▶ **Your instructions**
Each and every line of the data must appear exactly as given.

----- Information shown -----

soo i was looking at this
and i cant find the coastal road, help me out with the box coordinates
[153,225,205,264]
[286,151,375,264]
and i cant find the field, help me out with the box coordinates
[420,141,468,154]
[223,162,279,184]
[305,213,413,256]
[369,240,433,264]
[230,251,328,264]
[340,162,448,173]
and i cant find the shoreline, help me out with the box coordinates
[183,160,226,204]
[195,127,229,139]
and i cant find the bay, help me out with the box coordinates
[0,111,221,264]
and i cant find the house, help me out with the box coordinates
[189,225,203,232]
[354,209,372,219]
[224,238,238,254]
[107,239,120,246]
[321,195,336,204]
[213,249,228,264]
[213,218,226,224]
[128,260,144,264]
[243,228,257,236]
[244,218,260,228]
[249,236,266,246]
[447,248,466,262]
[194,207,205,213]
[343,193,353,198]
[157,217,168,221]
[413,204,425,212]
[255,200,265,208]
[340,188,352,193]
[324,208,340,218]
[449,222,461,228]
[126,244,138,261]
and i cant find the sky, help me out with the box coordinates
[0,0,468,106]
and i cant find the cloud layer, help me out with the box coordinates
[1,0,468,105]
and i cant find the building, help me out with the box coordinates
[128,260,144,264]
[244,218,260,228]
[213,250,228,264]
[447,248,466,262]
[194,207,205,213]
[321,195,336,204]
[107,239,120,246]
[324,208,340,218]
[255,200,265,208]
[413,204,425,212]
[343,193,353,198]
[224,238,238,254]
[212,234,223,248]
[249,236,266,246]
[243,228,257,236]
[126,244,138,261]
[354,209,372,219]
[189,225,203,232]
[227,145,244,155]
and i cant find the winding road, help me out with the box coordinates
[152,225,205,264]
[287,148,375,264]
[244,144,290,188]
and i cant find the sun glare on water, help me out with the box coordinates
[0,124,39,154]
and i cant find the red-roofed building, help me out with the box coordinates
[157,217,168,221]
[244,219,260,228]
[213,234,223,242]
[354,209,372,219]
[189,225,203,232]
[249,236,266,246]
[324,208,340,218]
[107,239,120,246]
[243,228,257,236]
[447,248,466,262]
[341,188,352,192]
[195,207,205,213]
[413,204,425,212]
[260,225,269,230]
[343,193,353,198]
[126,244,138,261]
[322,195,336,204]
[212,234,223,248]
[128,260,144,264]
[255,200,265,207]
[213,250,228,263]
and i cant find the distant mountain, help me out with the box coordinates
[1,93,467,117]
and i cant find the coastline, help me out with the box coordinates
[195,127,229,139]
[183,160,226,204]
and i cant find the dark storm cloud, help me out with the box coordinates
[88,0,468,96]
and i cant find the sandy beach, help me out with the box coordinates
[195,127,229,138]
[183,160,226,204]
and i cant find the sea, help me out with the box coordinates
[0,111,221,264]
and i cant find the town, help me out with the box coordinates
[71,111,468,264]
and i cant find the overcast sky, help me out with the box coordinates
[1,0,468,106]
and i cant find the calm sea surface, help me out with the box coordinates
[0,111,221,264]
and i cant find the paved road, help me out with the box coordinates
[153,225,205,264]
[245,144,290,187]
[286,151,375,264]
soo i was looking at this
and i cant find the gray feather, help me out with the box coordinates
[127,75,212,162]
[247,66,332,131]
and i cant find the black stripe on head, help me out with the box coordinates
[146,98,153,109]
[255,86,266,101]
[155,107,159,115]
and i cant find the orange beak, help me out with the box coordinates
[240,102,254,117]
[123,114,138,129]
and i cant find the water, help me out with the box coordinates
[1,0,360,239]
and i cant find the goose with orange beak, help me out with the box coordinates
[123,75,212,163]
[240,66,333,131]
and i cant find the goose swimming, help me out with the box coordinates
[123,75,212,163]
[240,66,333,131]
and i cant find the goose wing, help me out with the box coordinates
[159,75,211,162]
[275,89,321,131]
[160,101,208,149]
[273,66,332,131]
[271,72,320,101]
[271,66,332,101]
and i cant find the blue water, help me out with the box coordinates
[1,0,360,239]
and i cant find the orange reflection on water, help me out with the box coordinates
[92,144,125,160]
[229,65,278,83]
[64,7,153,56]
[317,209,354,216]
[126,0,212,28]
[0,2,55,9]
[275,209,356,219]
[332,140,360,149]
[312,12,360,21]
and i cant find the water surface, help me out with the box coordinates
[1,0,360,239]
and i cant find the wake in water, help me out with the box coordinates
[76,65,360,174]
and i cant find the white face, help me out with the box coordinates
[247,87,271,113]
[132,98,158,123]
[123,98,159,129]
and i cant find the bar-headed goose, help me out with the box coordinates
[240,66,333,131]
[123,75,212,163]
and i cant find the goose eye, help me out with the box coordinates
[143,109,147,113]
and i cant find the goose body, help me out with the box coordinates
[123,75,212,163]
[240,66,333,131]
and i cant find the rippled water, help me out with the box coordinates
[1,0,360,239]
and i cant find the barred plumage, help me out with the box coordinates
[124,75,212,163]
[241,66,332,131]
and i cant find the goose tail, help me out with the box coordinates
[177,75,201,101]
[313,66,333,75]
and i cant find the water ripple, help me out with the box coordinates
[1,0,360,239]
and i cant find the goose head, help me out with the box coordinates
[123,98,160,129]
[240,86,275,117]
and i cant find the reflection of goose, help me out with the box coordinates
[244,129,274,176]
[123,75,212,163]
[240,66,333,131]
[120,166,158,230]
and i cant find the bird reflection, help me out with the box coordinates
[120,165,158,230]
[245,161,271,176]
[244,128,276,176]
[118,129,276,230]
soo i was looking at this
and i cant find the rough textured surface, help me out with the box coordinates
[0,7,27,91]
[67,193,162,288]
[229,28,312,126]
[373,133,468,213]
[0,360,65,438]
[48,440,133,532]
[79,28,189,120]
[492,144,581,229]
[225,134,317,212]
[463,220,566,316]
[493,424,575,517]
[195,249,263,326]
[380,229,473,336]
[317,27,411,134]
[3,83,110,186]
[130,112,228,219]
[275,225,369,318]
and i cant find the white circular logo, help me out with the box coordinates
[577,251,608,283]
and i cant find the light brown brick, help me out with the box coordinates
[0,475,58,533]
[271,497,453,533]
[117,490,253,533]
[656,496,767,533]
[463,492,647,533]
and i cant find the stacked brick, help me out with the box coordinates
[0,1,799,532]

-----

▶ **Answer for this exercise**
soo i was looking at this
and i cant find the coastal road, help me out with the box coordinates
[153,225,205,264]
[286,151,375,264]
and i cant find the field, help me out with the box coordinates
[420,141,468,154]
[223,162,279,184]
[305,213,413,256]
[369,240,433,264]
[230,251,328,264]
[340,162,448,173]
and i cant find the shoreline, help me out with the box coordinates
[183,160,226,204]
[195,127,229,139]
and i cant find the bay, help me out with the box coordinates
[0,111,221,264]
and i cant find the house, help me out with the box coordinates
[189,225,203,232]
[354,209,372,219]
[224,238,238,254]
[107,239,120,246]
[321,195,336,204]
[213,249,228,264]
[213,218,226,224]
[128,260,144,264]
[243,228,257,236]
[244,218,260,228]
[249,236,266,246]
[447,248,466,262]
[194,207,205,213]
[343,193,353,198]
[157,217,168,221]
[413,204,425,212]
[255,200,265,208]
[340,188,352,193]
[324,208,340,218]
[449,222,461,228]
[126,244,138,261]
and i cant find the sky, help me out with the box coordinates
[0,0,468,106]
and i cant find the cloud layer, help me out with the box coordinates
[1,0,468,105]
and i cant find the building, help me out with the box coordinates
[128,260,144,264]
[244,218,260,228]
[213,250,228,264]
[447,248,466,262]
[194,207,205,213]
[321,195,336,204]
[107,239,120,246]
[324,208,340,218]
[255,200,265,208]
[413,204,425,212]
[343,193,353,198]
[224,238,238,254]
[212,234,223,248]
[249,236,266,246]
[243,228,257,236]
[126,244,138,261]
[354,209,372,219]
[189,225,203,232]
[227,145,244,155]
and i cant find the winding road, help me out with the box coordinates
[152,225,205,264]
[287,148,375,264]
[244,144,290,188]
and i cant find the sun glare on water, help me out with the box coordinates
[0,124,39,154]
and i cant find the red-roofed building, help me out with the box coordinates
[157,217,168,221]
[244,219,260,228]
[213,234,223,242]
[354,209,372,219]
[189,225,203,232]
[249,236,266,246]
[324,208,340,218]
[107,239,120,246]
[243,228,257,236]
[447,248,466,262]
[341,188,352,192]
[195,207,205,213]
[413,204,425,212]
[260,225,269,230]
[343,193,353,198]
[126,244,138,261]
[322,195,336,204]
[212,234,223,248]
[128,260,144,264]
[255,200,265,207]
[213,250,228,263]
and i cant find the distant mountain, help me out with the box coordinates
[1,93,467,117]
and i cant find the coastline, help me out with the box coordinates
[195,127,229,139]
[183,160,226,204]
and i cant find the dark storm cloud, help me out with the box coordinates
[88,0,468,96]
and i cant find the sandy beach, help me out with the box coordinates
[195,127,229,138]
[183,160,226,204]
and i cant find the sea, help me out with the box coordinates
[0,111,221,264]
and i cant find the town, help me out with the box coordinates
[71,111,468,264]
and i cant find the overcast sky, help me out with the box coordinates
[1,0,468,106]
and i cant find the calm sea surface, help me out with the box coordinates
[0,111,221,264]
and i cant find the paved road, help me out with the box coordinates
[153,225,205,264]
[245,144,290,187]
[286,151,375,264]
soo i was looking at this
and i cant find the gray feather, help me out with the box coordinates
[127,75,212,162]
[247,66,332,131]
and i cant find the black stripe on head, help me out with the box coordinates
[146,98,153,109]
[255,86,266,101]
[155,107,159,115]
and i cant find the orange beak, help me out with the box coordinates
[240,102,254,117]
[123,114,138,129]
and i cant find the water, help me out with the box coordinates
[1,0,360,239]
and i cant find the goose with orange beak, help me out with the box coordinates
[123,75,212,163]
[240,66,333,131]
and i cant find the goose swimming, help me out with the box coordinates
[123,75,212,163]
[240,66,333,131]
and i cant find the goose wing, help me out with the box coordinates
[159,75,211,162]
[275,89,321,131]
[160,101,208,149]
[273,66,332,131]
[271,72,320,101]
[271,66,332,101]
and i cant find the blue water, help me out with the box coordinates
[1,0,360,239]
and i cant find the orange reflection on water, help me out with the box coordinates
[92,144,125,160]
[229,65,278,83]
[64,7,153,56]
[317,209,354,216]
[126,0,212,28]
[0,2,55,9]
[275,209,356,219]
[332,140,360,149]
[312,12,360,21]
and i cant find the water surface, help me out with the box coordinates
[1,0,360,239]
and i cant find the wake in water, help me out with the box coordinates
[76,65,360,174]
and i cant find the white face, help me out with the box coordinates
[247,87,271,113]
[132,98,158,123]
[123,98,159,129]
and i cant find the bar-headed goose, help me out with the box coordinates
[240,66,333,131]
[123,75,212,163]
and i cant find the goose eye, help me out with the box coordinates
[143,109,147,113]
and i cant find the goose body, help me out with the box coordinates
[123,75,212,163]
[240,66,333,131]
and i cant find the rippled water, help me out with the box coordinates
[1,0,360,239]
and i cant find the barred plumage, help me out with the box coordinates
[124,75,212,163]
[241,66,332,131]
and i cant find the goose tail, help me out with the box coordinates
[177,75,201,101]
[313,66,333,75]
and i cant find the water ripple, help me out with the box coordinates
[1,0,360,239]
and i cant find the goose head, help me out with the box coordinates
[123,98,160,129]
[240,86,275,117]
and i cant find the reflection of goose, help me out with the box coordinates
[244,129,274,176]
[123,75,212,163]
[240,66,333,131]
[120,166,158,230]
and i cant find the bird reflection, help me out with the box coordinates
[120,165,158,230]
[245,161,271,176]
[244,128,276,176]
[118,129,276,230]
soo i was looking at this
and i cant find the rough textured surface, help me out with the box coordinates
[0,7,27,91]
[67,193,162,288]
[229,28,312,126]
[373,133,468,213]
[0,360,65,438]
[48,440,133,532]
[79,28,189,120]
[492,144,581,229]
[225,134,317,212]
[463,220,566,316]
[493,424,575,517]
[195,249,263,326]
[380,229,473,336]
[317,27,411,134]
[3,83,110,186]
[130,112,228,219]
[275,225,369,318]
and i cant find the white circular logo, help me out with the box coordinates
[577,251,608,283]
and i cant find the light brown brick, help me out with the box coordinates
[0,475,58,533]
[271,497,453,533]
[117,490,253,533]
[656,496,767,533]
[463,492,647,533]
and i cant find the stacked brick, help me out with the box coordinates
[0,1,799,532]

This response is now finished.